Dataset excerpts:
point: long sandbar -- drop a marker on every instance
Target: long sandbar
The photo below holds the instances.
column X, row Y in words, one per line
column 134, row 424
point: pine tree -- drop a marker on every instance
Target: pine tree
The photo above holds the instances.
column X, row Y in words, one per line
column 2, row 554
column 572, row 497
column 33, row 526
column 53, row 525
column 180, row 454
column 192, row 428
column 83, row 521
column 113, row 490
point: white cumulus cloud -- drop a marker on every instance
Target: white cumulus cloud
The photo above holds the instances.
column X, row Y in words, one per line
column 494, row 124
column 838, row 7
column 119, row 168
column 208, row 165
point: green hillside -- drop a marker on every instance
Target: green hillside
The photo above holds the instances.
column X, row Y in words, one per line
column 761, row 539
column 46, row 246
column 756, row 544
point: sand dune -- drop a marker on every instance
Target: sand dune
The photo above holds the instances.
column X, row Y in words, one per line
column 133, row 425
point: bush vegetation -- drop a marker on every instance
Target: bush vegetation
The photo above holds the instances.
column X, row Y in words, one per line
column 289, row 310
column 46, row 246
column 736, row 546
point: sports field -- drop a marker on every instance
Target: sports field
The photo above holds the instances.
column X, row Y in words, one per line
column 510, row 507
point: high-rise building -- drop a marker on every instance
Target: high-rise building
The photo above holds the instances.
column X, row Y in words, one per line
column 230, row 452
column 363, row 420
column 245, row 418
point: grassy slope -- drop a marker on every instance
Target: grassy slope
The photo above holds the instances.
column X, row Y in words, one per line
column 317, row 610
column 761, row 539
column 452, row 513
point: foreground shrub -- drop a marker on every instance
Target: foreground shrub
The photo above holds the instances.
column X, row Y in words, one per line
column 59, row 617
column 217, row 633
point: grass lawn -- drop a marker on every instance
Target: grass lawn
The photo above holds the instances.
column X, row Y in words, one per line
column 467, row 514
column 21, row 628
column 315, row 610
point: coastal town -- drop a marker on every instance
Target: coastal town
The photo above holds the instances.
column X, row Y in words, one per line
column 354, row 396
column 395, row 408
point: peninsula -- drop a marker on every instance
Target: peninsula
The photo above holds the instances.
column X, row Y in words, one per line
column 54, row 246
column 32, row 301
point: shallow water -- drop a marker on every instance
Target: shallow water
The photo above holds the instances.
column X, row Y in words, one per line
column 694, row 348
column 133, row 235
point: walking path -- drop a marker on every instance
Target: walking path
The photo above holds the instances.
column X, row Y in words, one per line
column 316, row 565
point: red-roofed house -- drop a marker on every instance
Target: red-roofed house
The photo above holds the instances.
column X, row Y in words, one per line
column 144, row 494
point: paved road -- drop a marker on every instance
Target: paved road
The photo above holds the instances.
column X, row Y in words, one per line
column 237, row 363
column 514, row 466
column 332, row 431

WHAT IS EXPECTED: Please write out, exactly as they appear above, only the lines in the stretch from the line with "Target: coastal town" through the line with "point: shallow water".

SOLUTION FOR THIS TASK:
Target: coastal town
The photo above holds the instances.
column X, row Y in words, one per line
column 354, row 396
column 395, row 408
point: peninsula -- drop a marker on every instance
Target: peninsula
The photo above holds the instances.
column X, row Y in words, one per line
column 54, row 246
column 32, row 301
point: shallow water -- drop a marker on every instance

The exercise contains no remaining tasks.